#### Work request:
Reproduce the entire listing word for word.

#### Available records:
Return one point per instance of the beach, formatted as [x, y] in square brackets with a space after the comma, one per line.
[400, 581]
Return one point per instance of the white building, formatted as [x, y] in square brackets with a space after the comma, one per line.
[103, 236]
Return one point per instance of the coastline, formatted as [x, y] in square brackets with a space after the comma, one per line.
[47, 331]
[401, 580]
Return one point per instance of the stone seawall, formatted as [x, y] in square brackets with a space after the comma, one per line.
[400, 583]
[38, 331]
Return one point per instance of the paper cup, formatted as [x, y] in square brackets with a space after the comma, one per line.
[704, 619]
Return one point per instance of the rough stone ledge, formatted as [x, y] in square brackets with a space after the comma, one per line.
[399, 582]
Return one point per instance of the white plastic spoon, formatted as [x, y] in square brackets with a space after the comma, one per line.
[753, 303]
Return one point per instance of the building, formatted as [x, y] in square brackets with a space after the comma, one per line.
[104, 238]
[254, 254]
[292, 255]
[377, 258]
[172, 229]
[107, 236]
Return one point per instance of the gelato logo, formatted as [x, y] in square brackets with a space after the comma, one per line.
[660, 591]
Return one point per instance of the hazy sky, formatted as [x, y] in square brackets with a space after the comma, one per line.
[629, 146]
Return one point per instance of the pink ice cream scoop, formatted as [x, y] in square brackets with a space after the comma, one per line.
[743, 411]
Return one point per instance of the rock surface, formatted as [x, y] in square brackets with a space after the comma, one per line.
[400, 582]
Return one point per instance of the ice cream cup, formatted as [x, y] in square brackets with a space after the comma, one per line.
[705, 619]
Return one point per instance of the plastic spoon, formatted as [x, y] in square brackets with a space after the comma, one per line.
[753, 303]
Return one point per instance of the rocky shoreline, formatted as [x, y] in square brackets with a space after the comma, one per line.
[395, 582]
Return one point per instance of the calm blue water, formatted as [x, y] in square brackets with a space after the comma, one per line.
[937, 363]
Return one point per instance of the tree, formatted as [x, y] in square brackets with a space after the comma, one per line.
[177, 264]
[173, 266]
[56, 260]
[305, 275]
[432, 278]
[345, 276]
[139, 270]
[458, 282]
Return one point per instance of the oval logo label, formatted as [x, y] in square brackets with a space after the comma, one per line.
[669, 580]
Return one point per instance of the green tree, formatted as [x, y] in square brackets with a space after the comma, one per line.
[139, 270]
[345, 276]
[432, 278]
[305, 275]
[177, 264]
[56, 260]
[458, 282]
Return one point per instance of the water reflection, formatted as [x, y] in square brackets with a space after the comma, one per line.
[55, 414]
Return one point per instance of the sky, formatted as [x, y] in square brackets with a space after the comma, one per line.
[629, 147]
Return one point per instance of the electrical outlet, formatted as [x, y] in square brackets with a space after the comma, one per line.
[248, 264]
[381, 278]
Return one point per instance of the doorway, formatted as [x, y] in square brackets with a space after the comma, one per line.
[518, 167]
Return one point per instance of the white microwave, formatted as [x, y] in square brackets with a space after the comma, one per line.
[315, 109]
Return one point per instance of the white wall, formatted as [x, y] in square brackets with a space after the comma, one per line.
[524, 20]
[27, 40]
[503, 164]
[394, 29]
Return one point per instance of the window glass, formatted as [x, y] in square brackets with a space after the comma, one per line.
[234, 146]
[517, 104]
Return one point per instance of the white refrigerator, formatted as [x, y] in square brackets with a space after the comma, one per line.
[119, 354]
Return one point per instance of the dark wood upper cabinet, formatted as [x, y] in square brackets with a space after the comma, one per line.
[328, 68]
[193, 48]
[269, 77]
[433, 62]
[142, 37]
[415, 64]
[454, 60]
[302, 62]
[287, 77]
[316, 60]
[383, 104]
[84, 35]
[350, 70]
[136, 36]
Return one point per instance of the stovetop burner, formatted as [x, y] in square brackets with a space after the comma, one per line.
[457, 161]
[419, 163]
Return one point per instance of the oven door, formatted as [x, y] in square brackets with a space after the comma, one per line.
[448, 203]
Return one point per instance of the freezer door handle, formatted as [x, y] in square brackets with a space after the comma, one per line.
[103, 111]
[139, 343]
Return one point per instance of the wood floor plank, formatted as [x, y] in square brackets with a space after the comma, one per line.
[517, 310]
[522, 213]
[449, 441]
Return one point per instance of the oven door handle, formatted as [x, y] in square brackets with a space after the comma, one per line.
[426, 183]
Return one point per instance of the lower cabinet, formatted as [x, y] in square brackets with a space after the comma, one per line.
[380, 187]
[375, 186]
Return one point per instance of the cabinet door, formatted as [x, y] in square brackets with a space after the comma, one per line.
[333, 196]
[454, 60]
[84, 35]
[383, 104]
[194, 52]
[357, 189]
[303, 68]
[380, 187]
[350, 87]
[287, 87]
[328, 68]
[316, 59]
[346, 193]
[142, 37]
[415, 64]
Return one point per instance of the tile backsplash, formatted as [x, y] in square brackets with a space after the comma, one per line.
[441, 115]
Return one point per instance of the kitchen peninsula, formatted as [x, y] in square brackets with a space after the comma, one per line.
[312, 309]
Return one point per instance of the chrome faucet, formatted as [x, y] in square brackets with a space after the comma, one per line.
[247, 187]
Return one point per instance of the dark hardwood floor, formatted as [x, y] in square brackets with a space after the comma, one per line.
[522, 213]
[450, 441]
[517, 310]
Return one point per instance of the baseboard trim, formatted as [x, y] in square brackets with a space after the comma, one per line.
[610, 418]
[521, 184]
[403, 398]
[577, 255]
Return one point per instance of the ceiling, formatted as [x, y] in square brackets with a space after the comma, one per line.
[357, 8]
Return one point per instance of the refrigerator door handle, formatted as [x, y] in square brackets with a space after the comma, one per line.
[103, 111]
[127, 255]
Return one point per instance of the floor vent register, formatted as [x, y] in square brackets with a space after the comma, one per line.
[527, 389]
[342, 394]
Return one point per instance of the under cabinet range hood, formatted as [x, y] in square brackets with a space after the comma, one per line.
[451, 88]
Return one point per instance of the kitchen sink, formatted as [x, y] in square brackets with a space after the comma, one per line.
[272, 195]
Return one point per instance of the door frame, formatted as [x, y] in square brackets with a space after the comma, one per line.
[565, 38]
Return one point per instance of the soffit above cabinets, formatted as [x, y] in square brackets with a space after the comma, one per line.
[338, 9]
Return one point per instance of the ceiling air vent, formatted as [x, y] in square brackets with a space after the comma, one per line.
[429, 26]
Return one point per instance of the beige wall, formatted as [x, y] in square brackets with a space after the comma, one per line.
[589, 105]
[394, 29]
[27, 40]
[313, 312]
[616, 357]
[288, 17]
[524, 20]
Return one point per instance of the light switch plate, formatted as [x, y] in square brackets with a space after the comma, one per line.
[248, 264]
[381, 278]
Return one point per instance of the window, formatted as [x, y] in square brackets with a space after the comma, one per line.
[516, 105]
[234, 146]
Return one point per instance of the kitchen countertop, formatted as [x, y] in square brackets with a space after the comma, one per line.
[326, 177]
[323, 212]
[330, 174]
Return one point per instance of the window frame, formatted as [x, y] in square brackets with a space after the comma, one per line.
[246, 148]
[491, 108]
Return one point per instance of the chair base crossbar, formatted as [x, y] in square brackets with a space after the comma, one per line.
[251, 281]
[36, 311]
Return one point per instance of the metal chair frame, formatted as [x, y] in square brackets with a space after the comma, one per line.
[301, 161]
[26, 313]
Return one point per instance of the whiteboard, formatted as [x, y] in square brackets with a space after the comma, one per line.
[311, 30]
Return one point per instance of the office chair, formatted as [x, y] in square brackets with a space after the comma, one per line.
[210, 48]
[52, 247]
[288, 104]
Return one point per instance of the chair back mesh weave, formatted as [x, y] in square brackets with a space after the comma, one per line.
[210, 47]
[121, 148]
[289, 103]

#### Task solution:
Return one point per instance of the beach, formatted as [x, y] in square brackets with a space after the comma, one per line.
[400, 581]
Return one point per instance of the white building, formatted as [x, y] in square brackets with a space after the comma, one per line.
[103, 236]
Return one point per instance of the coastline, formatted as [x, y] in square brackets with a space after the comma, one per line.
[47, 331]
[401, 580]
Return one point per instance of the stone seawall, formatted as [x, y] in square brackets with a space after the comma, one per line.
[400, 583]
[38, 331]
Return one point per instance of the paper cup, formatted as [x, y] in square brackets with a space after the comma, one per line.
[704, 619]
Return one point per instance of the rough stone ledge, formatted as [x, y] in square brackets with a space after the comma, one per line.
[399, 582]
Return one point per instance of the white plastic spoon, formatted as [x, y] in square brackets with a space after the comma, one per line.
[753, 303]
Return one point per instance of the building, formatted as [x, y] in square brackets with a space after the comma, one per line.
[104, 238]
[254, 254]
[292, 255]
[377, 258]
[172, 229]
[107, 236]
Return one point per instance of the gelato logo, formatted as [x, y] in square brackets with a space after the comma, one per line.
[660, 591]
Return one point per instance of the hazy sky, formatted as [x, y] in square brackets with a space after the comma, one per line.
[629, 146]
Return one point per instance of the pink ice cream scoop, formatted as [x, y] in square brackets with a space after the comma, one per line.
[743, 411]
Return one point per instance of the rock surface, formatted as [x, y] in square brackets with a space after the comma, one per line.
[400, 582]
Return one point per instance of the ice cream cup, formatted as [x, y] in square brackets with a space after the comma, one per line.
[705, 619]
Return one point per instance of the plastic spoon, formatted as [x, y] in square brackets with a space after the comma, one per line.
[753, 303]
Return one point per instance of the rocky shoreline, formatted as [x, y] in square brackets with a space after the comma, one per line.
[395, 582]
Return one point per instance of the calm blue water, formatted as [x, y] in square brackets with a space after the comma, one per line.
[937, 363]
Return one point per instance of the tree, formatted as [x, y] in square brackets with a space after the comma, one per line.
[177, 264]
[173, 266]
[56, 260]
[305, 275]
[432, 278]
[345, 276]
[139, 270]
[458, 282]
Return one point per instance of the oval logo label, formatted as [x, y] in square brackets with a space after the comma, one per line.
[669, 580]
Return one point per instance of the green tree, formatted as [x, y] in square brackets with a space after the comma, one per line.
[139, 270]
[345, 276]
[432, 278]
[305, 275]
[177, 264]
[56, 260]
[458, 282]
Return one point per instance of the water reflection, formatted as [x, y] in square brackets with a space after the comma, one per line.
[55, 414]
Return one point per instance of the sky, formatted as [x, y] in square brackets with a space after the comma, one per line.
[629, 147]
Return one point per instance of the electrical outlet, formatted as [x, y] in square brackets with a space after the comma, one per line.
[248, 264]
[381, 278]
Return one point per instance of the doorway, formatted as [x, y] in square brackets with a space after the comma, one per line.
[518, 167]
Return one point per instance of the white microwave, formatted as [x, y] in square brackets with a space after the comma, one per line.
[315, 109]
Return one point per instance of the white wall, formatted as [x, y] in square brackets with a space after the comma, one per line.
[524, 20]
[27, 40]
[503, 164]
[394, 29]
Return one point per instance of the window glass, formatted as [x, y] in square brackets with a space after the comma, one per line.
[234, 146]
[517, 104]
Return one point per instance of the white refrigerator, formatted as [x, y] in square brackets with a space after the comma, one per line.
[119, 354]
Return one point per instance of the dark wood upper cabinet, formatted as [x, y] in square brackets with a space after the comma, one per line.
[328, 68]
[193, 48]
[269, 77]
[433, 62]
[142, 37]
[415, 64]
[454, 60]
[302, 62]
[287, 77]
[316, 60]
[383, 104]
[84, 35]
[350, 70]
[136, 36]
Return one point per instance of the stovetop burner, formatted as [x, y] in square brackets with a space after the comma, one per line.
[457, 161]
[419, 163]
Return one point per instance of the oven door, formatted as [x, y] in square brackets with a space after the comma, one per line.
[448, 203]
Return one point per instance of the freezer door handle, formatted as [x, y] in square brackets with a space after the comma, one per line.
[103, 111]
[139, 343]
Return one point per instance of the wood floor plank, formatted as [x, y] in square brackets with a space after the comma, one per line.
[517, 310]
[522, 213]
[449, 441]
Return one point per instance of the oven door handle, formatted as [x, y] in square brackets with a space after the comma, one per line.
[426, 183]
Return one point per instance of the lower cabinet, formatted as [x, y] in square brackets with a space after the comma, one per line.
[380, 187]
[375, 186]
Return one point per instance of the cabinet door, formatted as [x, y] in square brackets with a space after the comma, one per line.
[333, 196]
[454, 60]
[84, 35]
[383, 104]
[194, 52]
[357, 189]
[303, 68]
[380, 187]
[350, 87]
[287, 87]
[328, 68]
[316, 59]
[346, 193]
[142, 37]
[415, 64]
Return one point per instance of the tile backsplash, formatted as [x, y] in square brackets with a space after the comma, one per line.
[441, 115]
Return one point per instance of the kitchen peninsula, formatted as [x, y] in square brackets with a space after the comma, one per line.
[312, 309]
Return one point per instance of the chrome faucet, formatted as [x, y] in square brackets with a space after the comma, one per line.
[247, 187]
Return one point per instance of the dark hardwood floor, formatted as [x, y] in square brackets with a space after the comma, one per line.
[522, 213]
[450, 441]
[517, 310]
Return one point per instance of the baseboard trim, formatted as [x, y] in square brackets with a space after the comma, one per line.
[610, 418]
[521, 184]
[403, 398]
[577, 255]
Return one point per instance of the ceiling, formatted as [x, y] in square brackets with a space after the comma, one per line.
[357, 8]
Return one point per instance of the refrigerator door handle, formatted as [x, y] in square brackets with a space after the comma, one per line.
[103, 111]
[127, 255]
Return one point per instance of the floor vent register, formatted as [x, y] in square brackets with a space after the comma, one per line.
[527, 389]
[342, 394]
Return one point per instance of the under cabinet range hood, formatted as [x, y] in square brackets with a space after the comma, one per line.
[451, 88]
Return one point per instance of the kitchen sink, formatted as [x, y] in square brackets with a space after the comma, one per line.
[272, 195]
Return one point per instance of the door frame, formatted as [x, y] in square brackets with a space after the comma, one per line.
[565, 38]
Return one point per instance of the soffit above cabinets, formatted as [x, y] in square brackets with a space after the comma, one per line.
[338, 9]
Return one point per instance of the ceiling air vent, formatted as [x, y] in square brackets with a space after the comma, one per line.
[429, 26]
Return one point per instance of the beige wall, formatted as [x, y] in square brackets with a space after the comma, one per line.
[589, 105]
[394, 29]
[27, 40]
[313, 312]
[616, 357]
[288, 17]
[524, 20]
Return one point per instance of the light switch plate, formatted as [x, y] in square brackets with a space after the comma, one per line.
[248, 264]
[381, 278]
Return one point per instance of the window, formatted as [x, y] in square brackets with a space after the comma, one per line.
[516, 105]
[234, 146]
Return one point per instance of the kitchen countertop, formatted as [x, y] in square brackets with a space after the comma, one per line.
[326, 177]
[323, 212]
[330, 174]
Return one point per instance of the window frame, formatted as [x, y] in square brackets with a space after the comma, one per line.
[246, 148]
[491, 108]
Return one point per instance of the chair base crossbar, formatted as [x, y] in square brackets with a space after the comma, one per line.
[251, 281]
[36, 311]
Return one point per instance of the metal chair frame, formatted as [x, y] in square brackets with a space after the comma, one per line.
[301, 161]
[26, 313]
Return one point per instance of the whiteboard, formatted as [x, y] in square brackets with a space after the comma, one per line.
[311, 30]
Return one point per instance of the office chair, formatted as [x, y] in square brackets with a space after the comma, one per line.
[210, 48]
[52, 247]
[288, 104]
Return one point per instance of the chair back mesh weave, formatted as [x, y] in square brackets with a space after the comma, one per line.
[210, 47]
[121, 148]
[289, 103]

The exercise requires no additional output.